__READING PASSAGE__:
The people have spoken

It's funny, because not a single person said anything mean or nasty about the videos, or the endeavour – and YouTube tells me that people were watching. Not a huge audience, but I know some folk kept coming back. Sure, I got some comments on my appearance, which were meant as compliments, but that's to be expected when you put yourself out there into the kyriarchy. I got a fair number of private messages saying that people were really enjoying the videos, that I sounded great, or that I have a 'beautiful voice' – and it was nice to know that people were enjoying what I had made. After all, that's a big part of why I'd done it.

Nobody offered unsolicited advice about how to sound best because they wanted me to stay in my lane. Nobody was mean or cruel for no reason. Nobody was gross in the comments or messages. It'll probaby happen at some point, but it hasn't happened yet, so I'll chalk that up as a win.

How I feel about it 

I'm immensely proud of the Advent Calendar, and I'll probably never, ever do one again. 

It was a challenge, it was ambitious, and it was an enormous amount of work – on top of my actual full-time day job.  I must admit, about two thirds of the way through I started to get weary of the gruelling schedule I'd set myself, and I definitely had a few times where I just wanted to do anything but film another video that night – but I persevered and completed it. 


I learned a lot about myself. I learned that seemingly I have very good relative pitch. I learned that radical acceptance can work. I feel more comfortable in front of a camera than I ever have in my life, and I can do things now that I wouldn't have had the first clue about just a few short months ago. I can see myself becoming more comfortable in front of the camera as the videos go on - I can literally see my progress. It’s lovely to see that I’m still learning.

I still don't love the disconnect between how I feel about my appearance In Here versus Out There, but all those lines are mine, and mine alone. If nothing else, it's a reminder that when I’m fit (i.e. not now) I look better and feel better about my shell, so it’s encouragement to get back on the fitness wagon harder than ever before. Now I’m over the second cold in a couple of months, I intend to do just that.

__EXERCISE SET__:
a) In the post about the Advent Calendar videos, what three things does the writer say nobody did?
b) Does the post about the Advent Calendar videos support each statement? (i) The writer expects to make another Advent Calendar. (ii) The writer held a full-time day job while making the videos. (iii) The writer is fit at the time of writing.
c) Write the next few sentences of the post about the Advent Calendar videos, picking up after its final sentence.
The listing after this post isn't needed.

(Saved entries)
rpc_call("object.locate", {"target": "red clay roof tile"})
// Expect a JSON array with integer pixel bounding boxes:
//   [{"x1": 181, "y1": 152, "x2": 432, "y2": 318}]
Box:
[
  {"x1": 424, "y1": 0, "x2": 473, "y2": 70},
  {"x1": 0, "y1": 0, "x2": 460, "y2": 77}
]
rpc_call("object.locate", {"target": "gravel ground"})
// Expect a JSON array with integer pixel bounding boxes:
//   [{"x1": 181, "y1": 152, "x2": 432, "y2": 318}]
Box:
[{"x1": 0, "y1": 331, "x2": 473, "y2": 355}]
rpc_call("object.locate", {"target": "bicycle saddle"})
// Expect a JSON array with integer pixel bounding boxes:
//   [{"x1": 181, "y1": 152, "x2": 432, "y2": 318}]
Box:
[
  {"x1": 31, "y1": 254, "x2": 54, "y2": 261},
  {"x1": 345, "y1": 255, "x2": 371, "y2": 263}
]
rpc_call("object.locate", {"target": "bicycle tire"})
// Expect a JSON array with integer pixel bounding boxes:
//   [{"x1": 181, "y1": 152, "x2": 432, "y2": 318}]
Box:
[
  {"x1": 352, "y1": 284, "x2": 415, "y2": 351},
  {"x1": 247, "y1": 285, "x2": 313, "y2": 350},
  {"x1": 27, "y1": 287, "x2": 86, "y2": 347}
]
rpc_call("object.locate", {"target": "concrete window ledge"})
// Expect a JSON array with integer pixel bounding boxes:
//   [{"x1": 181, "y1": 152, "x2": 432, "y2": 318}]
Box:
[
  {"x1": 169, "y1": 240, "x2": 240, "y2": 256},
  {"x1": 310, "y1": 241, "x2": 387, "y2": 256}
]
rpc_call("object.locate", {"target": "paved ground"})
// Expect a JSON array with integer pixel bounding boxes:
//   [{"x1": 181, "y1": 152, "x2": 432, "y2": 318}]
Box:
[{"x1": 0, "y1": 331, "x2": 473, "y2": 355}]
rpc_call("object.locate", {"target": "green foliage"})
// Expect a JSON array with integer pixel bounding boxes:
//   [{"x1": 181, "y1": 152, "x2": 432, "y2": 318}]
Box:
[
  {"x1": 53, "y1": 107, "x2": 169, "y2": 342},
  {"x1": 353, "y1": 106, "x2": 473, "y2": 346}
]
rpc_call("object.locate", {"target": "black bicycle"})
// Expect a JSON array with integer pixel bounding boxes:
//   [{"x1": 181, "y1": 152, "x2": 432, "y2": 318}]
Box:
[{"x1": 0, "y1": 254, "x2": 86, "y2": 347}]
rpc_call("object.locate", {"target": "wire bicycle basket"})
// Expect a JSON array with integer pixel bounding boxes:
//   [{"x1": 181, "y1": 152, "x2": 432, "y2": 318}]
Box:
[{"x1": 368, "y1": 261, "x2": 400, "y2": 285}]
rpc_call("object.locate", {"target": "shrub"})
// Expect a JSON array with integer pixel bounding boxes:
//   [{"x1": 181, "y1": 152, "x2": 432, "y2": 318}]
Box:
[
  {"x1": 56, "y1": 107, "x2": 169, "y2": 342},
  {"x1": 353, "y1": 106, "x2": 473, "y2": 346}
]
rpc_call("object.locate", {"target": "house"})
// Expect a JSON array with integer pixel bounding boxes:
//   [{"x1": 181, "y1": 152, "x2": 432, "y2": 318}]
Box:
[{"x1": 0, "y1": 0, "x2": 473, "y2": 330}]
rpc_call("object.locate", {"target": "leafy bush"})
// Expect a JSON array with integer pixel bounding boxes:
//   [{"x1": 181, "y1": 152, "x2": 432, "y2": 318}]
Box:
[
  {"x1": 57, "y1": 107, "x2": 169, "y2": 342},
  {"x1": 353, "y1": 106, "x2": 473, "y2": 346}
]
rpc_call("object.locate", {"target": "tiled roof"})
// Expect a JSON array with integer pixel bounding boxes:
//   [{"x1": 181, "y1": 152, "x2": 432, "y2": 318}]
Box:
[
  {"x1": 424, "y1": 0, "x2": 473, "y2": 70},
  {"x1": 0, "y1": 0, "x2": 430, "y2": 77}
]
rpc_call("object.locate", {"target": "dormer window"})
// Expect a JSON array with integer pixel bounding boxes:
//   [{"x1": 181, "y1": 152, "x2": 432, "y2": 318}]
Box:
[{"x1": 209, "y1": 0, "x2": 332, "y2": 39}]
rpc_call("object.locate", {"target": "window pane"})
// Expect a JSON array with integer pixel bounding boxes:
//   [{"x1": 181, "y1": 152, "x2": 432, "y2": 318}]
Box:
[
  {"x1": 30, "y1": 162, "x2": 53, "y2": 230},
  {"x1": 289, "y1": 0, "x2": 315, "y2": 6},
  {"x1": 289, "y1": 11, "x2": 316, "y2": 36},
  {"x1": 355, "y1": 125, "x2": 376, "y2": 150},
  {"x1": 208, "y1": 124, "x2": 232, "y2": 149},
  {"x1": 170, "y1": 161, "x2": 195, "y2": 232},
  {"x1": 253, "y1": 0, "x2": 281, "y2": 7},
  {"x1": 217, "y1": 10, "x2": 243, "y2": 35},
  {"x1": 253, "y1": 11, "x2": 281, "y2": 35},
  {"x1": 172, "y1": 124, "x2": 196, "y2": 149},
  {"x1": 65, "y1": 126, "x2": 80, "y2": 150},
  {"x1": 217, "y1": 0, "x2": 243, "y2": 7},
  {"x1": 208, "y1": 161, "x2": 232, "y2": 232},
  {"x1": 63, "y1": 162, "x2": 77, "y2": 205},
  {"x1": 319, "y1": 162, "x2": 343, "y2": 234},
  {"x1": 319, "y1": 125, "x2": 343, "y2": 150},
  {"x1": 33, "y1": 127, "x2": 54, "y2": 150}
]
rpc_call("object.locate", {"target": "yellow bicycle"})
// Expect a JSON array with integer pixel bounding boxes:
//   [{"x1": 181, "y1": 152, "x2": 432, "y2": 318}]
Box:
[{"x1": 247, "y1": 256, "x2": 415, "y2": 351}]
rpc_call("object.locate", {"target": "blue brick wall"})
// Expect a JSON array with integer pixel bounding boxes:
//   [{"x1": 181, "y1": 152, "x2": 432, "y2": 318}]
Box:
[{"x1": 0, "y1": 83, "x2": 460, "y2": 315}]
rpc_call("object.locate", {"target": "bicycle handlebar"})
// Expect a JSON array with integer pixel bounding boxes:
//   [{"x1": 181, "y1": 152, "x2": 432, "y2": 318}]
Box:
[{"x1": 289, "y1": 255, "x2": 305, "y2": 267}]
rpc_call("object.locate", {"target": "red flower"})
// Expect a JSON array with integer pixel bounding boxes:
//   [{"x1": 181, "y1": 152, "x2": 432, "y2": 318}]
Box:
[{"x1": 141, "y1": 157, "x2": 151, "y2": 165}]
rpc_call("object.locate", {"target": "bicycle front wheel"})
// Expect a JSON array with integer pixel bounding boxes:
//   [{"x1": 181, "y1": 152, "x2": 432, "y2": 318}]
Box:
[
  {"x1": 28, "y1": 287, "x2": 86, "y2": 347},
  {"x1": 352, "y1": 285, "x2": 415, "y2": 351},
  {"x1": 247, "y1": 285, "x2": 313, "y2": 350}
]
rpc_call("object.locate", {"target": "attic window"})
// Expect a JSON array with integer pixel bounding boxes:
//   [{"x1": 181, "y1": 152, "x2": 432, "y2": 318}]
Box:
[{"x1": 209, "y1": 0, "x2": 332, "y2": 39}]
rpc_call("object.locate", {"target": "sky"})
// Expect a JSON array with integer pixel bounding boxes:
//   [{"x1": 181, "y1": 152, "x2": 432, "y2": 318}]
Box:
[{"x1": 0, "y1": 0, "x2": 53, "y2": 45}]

__RESULTS BY TASK__:
a)
1. Nobody offered unsolicited advice about how to sound best because they wanted the writer to stay in their lane.
2. Nobody was mean or cruel for no reason.
3. Nobody was gross in the comments or messages.

b)
(i) No: "I'll probably never, ever do one again."
(ii) Yes: "on top of my actual full-time day job"
(iii) No: "when I’m fit (i.e. not now)"

c)
Conclusions on the Advent Calendar:

It hasn't killed my desire to perform, quite the opposite. The Advent Calendar has reinforced that I'm capable of powering through and making something people enjoy, even if I don't feel so good about it. Heck, it's all about perception, and the sheer number of times I furrowed my brow while editing and my husband looked over my shoulder and said, 'That looks and sounds AWESOME!' goes to show that people can get different things from the same stimuli.

I like making videos. I like singing. I like the doing of the process and the seeing of the results. So I'm going to keep on with it.

I've been absolutely exhausted since starting back to work after Christmas, not in great shape, and (in the last week) really ill off work. But thankfuly I'm recovered and my voice has returned, so I plan to celebrate her by recording a video cover and putting it up very soon!  It'll be the first of many – hopefully on a weekly basis from now on. Wish me luck. 

At some point later this year, you'll get to hear some of my songs, but I can’t share them yet. I've put a plan in place for some big progress in 2019, and I know it's going to be absolutely wonderful. I can't wait to share it with you. 

Keep dreaming and learning. You have no idea yet what you are capable of.